---------- Texte source

J’ai eu de nombreuses discussions avec mes enfants sur l’art, j’ai beaucoup de mal avec l’art contemporain et particulièrement je  ne trouve pas de beauté dans le cubisme. Mais qu’elle est la notion de beauté ? Mes enfants me disaient : ne dis pas que ce n’est pas beau, dis que tu n’aimes pas ! Évidemment que je n’aime pas, mais où est l’art dans ces formes discordantes faites par un travail facile dont l’effort des artistes s’est distingué dans les milieux mondains et non dans l’atelier.

En matière artistique je suis totalement profane, comme beaucoup pour le vin, je saurais dire qu’une œuvre me plait, mais sans en discerner toute sa technique, sa dimension.

Mon milieu familial et une formation plutôt scientifique ne m’ont apporté que trop peu de culture, sinon le gout de la lecture et du dessin. Que de frustrations à chaque visite d’exposition, à chaque lecture, de ne pas posséder les bases nécessaires à l’exploration des œuvres, ne pas retenir suffisamment.

Il m’en reste toujours une chose importante : la lumière de l’artiste nous éclaire, parfois nous éblouie.

Ce pouvoir de création, que seul le génie permet, n’est donné qu’à quelques uns. Nous pourrions penser que ce sont les plus doués, certes, mais ce sont avant tout les plus travailleurs


Oscar Wilde, dans la préface du Portrait de Dorian Gray  écrit : 
«  L’artiste est celui qui crée des choses de beauté. Révéler l’art et dissimuler l’artiste, tel est le but de l’art. »

Je trouve cette phrase révélatrice de ce que doit être un artiste, tel que nous devons être nous-mêmes, Franc-maçon. Nous travaillons pour le grand art, et, comme l’artiste, nous devons nous dissimuler derrière lui. Nous devons rester humbles derrière le chef-d'œuvre. Déjà, il est collectif, et notre travail demande patience et humilité devant l’œuvre à accomplir.

--------------------

Consignes
1. Recopiez le texte sur l’art de « Ce pouvoir de » jusqu’à « l’œuvre à accomplir. » inclus, en remplaçant « humbles » par « modestes ».
2. D’après le texte sur l’art, les affirmations suivantes sont-elles exactes ? Répondez par oui ou par non, en citant à l’identique les mots du texte qui tranchent. (a) La formation reçue était plutôt littéraire. (b) Les enfants conseillent de dire « tu n’aimes pas » plutôt que « ce n’est pas beau ». (c) La phrase d’Oscar Wilde est tirée de la conclusion du Portrait de Dorian Gray.
3. Rédigez la suite du texte sur l’art en reprenant après sa dernière phrase.
Les lignes qui suivent forment un matériau indépendant du texte sur l’art.

---------- Lignes extraites

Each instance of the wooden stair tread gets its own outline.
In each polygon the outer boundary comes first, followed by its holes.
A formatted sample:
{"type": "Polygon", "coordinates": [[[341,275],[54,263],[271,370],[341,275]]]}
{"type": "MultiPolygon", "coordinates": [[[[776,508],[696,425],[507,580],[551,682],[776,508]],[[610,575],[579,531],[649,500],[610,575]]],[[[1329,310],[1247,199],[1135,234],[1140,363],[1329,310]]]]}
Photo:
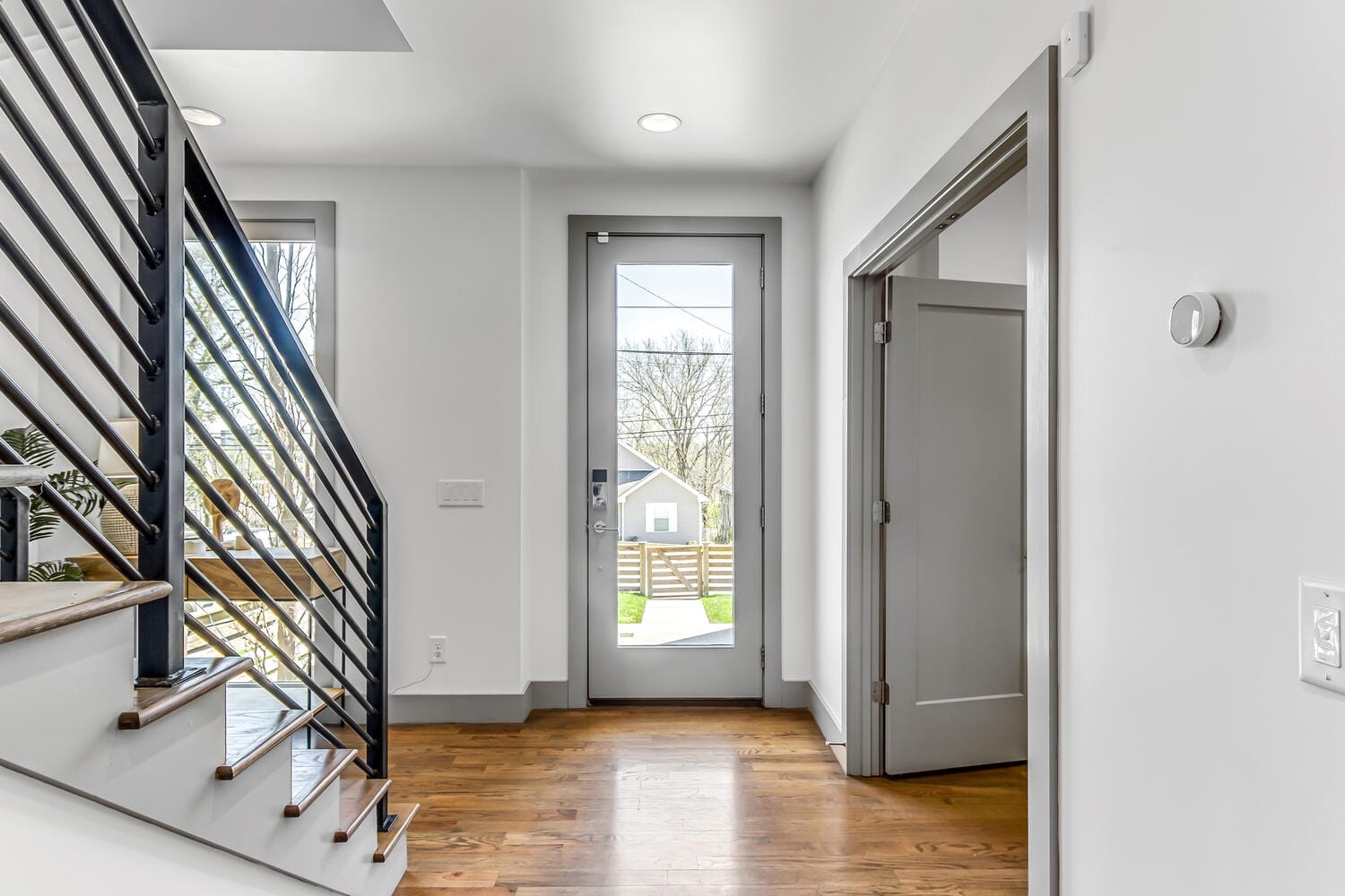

--------------------

Corrigé
1.
Ce pouvoir de création, que seul le génie permet, n’est donné qu’à quelques uns. Nous pourrions penser que ce sont les plus doués, certes, mais ce sont avant tout les plus travailleurs


Oscar Wilde, dans la préface du Portrait de Dorian Gray  écrit : 
«  L’artiste est celui qui crée des choses de beauté. Révéler l’art et dissimuler l’artiste, tel est le but de l’art. »

Je trouve cette phrase révélatrice de ce que doit être un artiste, tel que nous devons être nous-mêmes, Franc-maçon. Nous travaillons pour le grand art, et, comme l’artiste, nous devons nous dissimuler derrière lui. Nous devons rester modestes derrière le chef-d'œuvre. Déjà, il est collectif, et notre travail demande patience et humilité devant l’œuvre à accomplir.

2.
(a) Non : « une formation plutôt scientifique ».
(b) Oui : « ne dis pas que ce n’est pas beau, dis que tu n’aimes pas ! ».
(c) Non : « dans la préface du Portrait de Dorian Gray ».

3.
La définition de l’art peut varier selon les hommes ou les époques. Quoi qu’il en soit, il doit être chargé de symbolisme : transmettre une idée, un concept, mais surtout être chargé d’émotions. C’est pourquoi cette planche ne peut être complète, je ne parlerai que d’œuvres que je connais personnellement qui m’ont transmis une émotion, éblouie par leurs lumières.

Revenons à la beauté, comment la définir ? Effectivement, il est difficile de faire la différence entre ce qui nous plait et ce qui est beau. Certaines choses nous plaisent et pas d'autres. Je ne parle pas des snobs qui s’extasient devant une toile blanche au point de vouloir l’embrasser, ni de ces monochromes  hors de prix, soi-disant exceptionnels. Les techniciens en colorimétrie y travaillent tous les jours de l’année. Ce sont des techniciens, pas des artistes.

Mais l’art n’est pas forcément présent dans la beauté. Comment le discerner ?

Parisien, j’ai eu la chance de visiter le Louvre très jeune, et je me souviens d’avoir été fasciné, alors, par : « Le radeau de la méduse » de Théodore Géricault,. Cette œuvre, si je n’en avais pas compris tout son sens,  m’avait apporté de l’émotion. Pourtant, cette toile dépeint une scène terrible, de mort, de douleur, de désespoir.

Cependant, ce tableau est extraordinaire par les émotions qu’il transporte. Nous avons effectivement la mort et la souffrance dans le premier plan, mais les survivants ont le visage et le bras tendu vers l’espoir, vers la lumière. Cette toile à fait polémique en son temps, jugée trop politique à une période de débat contre l’esclavage. En effet, un des survivants est de couleur noire.

Ici, cette lumière est synonyme d’espoir, de liberté pour tous les hommes.

Autre peintre lumineux : William Turner, nous retrouvons dans ses toiles beaucoup de notre symbolisme : la lumière qui perse les ténèbres, elle est nébuleuse, hypnotisante.  Nous y retrouvons également le miroir, parfois une forme de labyrinthe. Ce peintre  a été qualifié d’inclassable, pourtant son travail est chargé d’émotion, d’émerveillement

Nous retrouvons également les « vanités », ces natures mortes allégoriques, signifient la fin de toute chose. Une lampe ou une bougie est souvent présente. Son rôle est de symboliser le temps, l’éphémère.  La lumière est elle aussi éphémère. Elle est d’ailleurs souvent représentée éteinte auprès d’un crâne humain : la chandelle éteinte symbolise « la non-lumière » : la mort, la fin d’un cycle …

Dans certains rites maçonniques, la chandelle présente sur  l’autel des serments n’est symboliquement jamais éteinte. Les frères entrent dans le temple à sa seule lumière, et en sortent de la même manière. Elle est nommée lumière éternelle, telle notre utopie philosophique.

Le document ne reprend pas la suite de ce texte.